Action item ▸ Your job with the data below: print everything from the line that holds "find the street" down to the line that holds "the woman's hair?", ends included, exactly, and nothing else.

-------------------------

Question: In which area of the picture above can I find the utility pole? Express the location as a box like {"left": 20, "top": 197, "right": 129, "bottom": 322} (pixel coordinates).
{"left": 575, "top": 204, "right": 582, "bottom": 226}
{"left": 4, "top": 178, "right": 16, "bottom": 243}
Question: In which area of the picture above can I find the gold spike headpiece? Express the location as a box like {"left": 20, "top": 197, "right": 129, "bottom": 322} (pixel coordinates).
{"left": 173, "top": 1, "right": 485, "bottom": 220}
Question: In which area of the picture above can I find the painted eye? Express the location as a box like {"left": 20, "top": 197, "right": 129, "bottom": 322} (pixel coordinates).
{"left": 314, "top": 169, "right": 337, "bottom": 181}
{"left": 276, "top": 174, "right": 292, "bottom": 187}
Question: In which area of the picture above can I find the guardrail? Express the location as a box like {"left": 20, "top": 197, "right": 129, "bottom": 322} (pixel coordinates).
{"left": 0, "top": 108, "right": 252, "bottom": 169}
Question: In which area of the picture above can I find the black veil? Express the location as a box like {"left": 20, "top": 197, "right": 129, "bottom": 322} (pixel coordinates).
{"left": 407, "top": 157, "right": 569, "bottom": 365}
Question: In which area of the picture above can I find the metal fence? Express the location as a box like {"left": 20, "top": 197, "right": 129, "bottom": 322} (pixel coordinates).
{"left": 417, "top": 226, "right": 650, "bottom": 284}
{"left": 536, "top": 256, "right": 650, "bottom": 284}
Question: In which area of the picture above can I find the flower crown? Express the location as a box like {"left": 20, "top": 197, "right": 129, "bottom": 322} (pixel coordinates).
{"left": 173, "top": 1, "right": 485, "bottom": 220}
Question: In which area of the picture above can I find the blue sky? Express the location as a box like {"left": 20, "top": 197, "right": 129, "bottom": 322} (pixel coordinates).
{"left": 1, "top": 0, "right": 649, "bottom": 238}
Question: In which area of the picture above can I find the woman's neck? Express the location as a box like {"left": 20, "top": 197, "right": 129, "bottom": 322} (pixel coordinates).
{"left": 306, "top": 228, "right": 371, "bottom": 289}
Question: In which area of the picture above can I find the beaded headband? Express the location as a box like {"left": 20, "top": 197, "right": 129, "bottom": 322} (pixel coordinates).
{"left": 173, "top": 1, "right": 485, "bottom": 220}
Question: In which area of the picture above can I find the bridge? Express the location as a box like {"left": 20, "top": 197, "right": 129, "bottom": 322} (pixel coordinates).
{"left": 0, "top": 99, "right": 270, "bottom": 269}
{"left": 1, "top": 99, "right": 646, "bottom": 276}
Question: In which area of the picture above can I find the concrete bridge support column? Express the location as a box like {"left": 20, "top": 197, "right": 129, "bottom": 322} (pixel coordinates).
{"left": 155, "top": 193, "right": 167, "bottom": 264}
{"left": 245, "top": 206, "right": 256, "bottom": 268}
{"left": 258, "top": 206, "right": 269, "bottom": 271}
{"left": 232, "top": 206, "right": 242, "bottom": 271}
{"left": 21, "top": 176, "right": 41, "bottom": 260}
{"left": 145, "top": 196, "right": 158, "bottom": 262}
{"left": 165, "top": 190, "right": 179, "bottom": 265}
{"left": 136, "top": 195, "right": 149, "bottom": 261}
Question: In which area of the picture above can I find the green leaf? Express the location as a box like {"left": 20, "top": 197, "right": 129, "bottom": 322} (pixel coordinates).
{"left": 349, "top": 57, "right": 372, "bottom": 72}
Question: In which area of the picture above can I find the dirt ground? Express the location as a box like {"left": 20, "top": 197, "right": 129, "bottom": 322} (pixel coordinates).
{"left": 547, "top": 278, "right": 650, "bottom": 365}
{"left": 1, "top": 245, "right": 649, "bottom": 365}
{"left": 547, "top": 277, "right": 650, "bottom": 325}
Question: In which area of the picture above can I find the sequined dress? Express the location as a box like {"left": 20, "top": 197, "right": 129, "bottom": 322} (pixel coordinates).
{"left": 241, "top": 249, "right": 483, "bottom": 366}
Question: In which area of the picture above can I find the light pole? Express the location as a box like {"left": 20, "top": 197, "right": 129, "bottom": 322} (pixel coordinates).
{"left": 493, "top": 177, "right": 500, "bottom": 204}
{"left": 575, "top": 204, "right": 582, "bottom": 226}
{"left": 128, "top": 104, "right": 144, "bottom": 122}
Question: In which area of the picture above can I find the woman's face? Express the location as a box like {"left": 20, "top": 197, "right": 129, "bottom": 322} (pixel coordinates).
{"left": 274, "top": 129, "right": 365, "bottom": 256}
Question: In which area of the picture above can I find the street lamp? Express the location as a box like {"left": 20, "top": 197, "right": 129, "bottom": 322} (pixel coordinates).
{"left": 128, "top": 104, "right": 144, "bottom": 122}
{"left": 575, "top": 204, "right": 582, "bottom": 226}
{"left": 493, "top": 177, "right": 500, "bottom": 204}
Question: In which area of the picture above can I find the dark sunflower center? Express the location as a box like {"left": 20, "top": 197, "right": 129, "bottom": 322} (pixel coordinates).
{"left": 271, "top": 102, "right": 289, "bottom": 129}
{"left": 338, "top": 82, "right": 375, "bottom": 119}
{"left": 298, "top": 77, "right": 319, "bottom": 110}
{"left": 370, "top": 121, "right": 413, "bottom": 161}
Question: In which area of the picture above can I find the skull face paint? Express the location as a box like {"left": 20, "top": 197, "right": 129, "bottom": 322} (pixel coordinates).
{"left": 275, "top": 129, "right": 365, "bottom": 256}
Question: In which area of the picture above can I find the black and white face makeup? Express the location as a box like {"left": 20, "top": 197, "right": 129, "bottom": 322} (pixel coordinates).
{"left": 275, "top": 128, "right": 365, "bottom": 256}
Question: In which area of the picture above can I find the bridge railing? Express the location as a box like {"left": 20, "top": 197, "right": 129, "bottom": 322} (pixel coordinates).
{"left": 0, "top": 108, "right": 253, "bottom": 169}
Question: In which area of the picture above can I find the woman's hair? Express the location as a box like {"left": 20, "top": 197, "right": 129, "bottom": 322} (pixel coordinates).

-------------------------

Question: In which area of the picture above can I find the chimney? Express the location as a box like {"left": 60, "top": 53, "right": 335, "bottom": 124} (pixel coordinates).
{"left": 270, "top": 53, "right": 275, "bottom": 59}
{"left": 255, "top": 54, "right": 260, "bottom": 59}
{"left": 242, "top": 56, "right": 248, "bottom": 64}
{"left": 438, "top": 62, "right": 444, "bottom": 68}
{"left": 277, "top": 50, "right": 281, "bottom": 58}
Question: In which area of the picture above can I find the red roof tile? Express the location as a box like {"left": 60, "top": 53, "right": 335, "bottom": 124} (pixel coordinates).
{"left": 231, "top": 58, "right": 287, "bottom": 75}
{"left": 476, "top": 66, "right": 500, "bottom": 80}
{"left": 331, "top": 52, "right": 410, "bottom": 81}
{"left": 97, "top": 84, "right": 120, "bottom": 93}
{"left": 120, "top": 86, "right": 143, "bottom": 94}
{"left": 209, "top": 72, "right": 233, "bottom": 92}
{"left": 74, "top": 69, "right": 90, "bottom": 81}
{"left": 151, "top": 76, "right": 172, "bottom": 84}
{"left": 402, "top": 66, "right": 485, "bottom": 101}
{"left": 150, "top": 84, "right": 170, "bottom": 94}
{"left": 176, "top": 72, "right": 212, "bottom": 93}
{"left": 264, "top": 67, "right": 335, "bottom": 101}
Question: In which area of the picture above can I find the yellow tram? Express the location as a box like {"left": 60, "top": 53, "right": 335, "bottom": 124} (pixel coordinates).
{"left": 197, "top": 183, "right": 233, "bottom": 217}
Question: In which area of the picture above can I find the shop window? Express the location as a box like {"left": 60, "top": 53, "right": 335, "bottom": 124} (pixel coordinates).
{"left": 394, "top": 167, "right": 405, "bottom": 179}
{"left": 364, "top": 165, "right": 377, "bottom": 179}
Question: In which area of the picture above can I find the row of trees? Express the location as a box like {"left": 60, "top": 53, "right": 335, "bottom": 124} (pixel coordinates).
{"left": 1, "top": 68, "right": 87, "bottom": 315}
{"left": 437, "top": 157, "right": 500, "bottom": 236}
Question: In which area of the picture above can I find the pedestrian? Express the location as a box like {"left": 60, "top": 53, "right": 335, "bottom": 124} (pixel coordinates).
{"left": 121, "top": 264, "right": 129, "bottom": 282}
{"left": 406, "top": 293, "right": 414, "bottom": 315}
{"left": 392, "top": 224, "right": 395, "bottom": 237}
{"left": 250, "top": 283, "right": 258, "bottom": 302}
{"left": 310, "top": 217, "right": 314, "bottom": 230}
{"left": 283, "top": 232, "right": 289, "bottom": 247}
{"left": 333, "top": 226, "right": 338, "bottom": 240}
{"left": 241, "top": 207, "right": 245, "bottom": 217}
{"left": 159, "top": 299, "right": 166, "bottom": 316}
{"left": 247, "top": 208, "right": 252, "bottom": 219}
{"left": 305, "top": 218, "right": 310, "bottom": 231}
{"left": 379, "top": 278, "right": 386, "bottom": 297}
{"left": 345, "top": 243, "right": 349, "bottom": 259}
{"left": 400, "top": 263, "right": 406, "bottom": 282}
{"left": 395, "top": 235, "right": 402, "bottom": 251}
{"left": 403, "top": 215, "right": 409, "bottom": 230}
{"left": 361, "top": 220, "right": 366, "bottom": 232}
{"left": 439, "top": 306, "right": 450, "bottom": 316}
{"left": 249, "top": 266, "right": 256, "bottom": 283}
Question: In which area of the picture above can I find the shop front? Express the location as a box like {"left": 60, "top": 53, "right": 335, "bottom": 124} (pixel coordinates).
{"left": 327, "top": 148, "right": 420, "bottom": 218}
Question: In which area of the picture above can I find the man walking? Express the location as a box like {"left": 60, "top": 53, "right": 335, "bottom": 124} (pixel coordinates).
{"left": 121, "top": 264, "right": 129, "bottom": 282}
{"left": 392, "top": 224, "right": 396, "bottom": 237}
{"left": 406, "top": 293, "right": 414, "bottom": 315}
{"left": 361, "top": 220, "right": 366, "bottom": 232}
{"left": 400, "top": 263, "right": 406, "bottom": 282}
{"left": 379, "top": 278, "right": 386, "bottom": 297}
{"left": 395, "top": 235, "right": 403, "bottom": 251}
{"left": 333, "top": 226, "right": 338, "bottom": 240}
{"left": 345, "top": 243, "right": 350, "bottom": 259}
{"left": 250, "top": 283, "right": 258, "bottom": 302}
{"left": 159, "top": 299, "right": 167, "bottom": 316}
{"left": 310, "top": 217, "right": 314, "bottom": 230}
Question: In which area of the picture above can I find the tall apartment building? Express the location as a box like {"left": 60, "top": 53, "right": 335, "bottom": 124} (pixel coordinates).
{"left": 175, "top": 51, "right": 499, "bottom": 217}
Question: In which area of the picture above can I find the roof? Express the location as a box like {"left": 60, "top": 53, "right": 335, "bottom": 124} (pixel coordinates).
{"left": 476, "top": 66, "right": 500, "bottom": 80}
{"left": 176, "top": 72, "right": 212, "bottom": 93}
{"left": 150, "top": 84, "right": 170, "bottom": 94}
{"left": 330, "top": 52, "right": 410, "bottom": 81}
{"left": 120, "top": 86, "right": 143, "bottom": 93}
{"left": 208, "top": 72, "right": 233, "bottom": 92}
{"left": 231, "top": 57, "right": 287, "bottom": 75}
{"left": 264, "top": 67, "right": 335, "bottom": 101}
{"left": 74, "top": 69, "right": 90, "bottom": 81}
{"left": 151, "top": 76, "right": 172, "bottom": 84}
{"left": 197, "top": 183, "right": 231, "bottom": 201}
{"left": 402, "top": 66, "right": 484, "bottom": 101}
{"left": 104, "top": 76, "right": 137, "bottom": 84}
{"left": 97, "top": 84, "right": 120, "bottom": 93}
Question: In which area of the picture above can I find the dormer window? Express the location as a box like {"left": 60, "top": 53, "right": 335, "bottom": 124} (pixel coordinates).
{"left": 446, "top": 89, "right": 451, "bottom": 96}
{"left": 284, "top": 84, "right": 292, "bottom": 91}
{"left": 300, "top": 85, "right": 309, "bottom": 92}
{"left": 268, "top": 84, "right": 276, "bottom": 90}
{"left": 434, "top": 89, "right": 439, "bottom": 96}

-------------------------

Reply ▸
Question: In which area of the picture above can I find the street lamp? Express the location as a box like {"left": 20, "top": 197, "right": 129, "bottom": 322} (pixel coordinates).
{"left": 128, "top": 104, "right": 144, "bottom": 122}
{"left": 575, "top": 204, "right": 582, "bottom": 226}
{"left": 493, "top": 177, "right": 500, "bottom": 204}
Question: In which area of the picture above can I find the dark sunflower center? Express the location as a box like {"left": 20, "top": 197, "right": 129, "bottom": 322} (pixel coordinates).
{"left": 271, "top": 102, "right": 289, "bottom": 129}
{"left": 338, "top": 82, "right": 375, "bottom": 119}
{"left": 298, "top": 77, "right": 319, "bottom": 110}
{"left": 370, "top": 121, "right": 413, "bottom": 161}
Question: In which area of the picture above can I find the skull face paint? Express the location as a box like {"left": 20, "top": 197, "right": 129, "bottom": 322} (pixel coordinates).
{"left": 275, "top": 129, "right": 365, "bottom": 256}
Question: In which area of the picture above can I find the black and white face makeup? Express the location as a box like {"left": 20, "top": 197, "right": 129, "bottom": 322} (pixel coordinates).
{"left": 275, "top": 128, "right": 365, "bottom": 256}
Question: In which area of the picture above can I find the bridge railing? Express the location as a box like {"left": 20, "top": 197, "right": 129, "bottom": 322} (pixel coordinates).
{"left": 0, "top": 108, "right": 253, "bottom": 169}
Question: In which area of the picture above can I find the woman's hair? Express the location as a box like {"left": 20, "top": 197, "right": 129, "bottom": 322} (pixel coordinates).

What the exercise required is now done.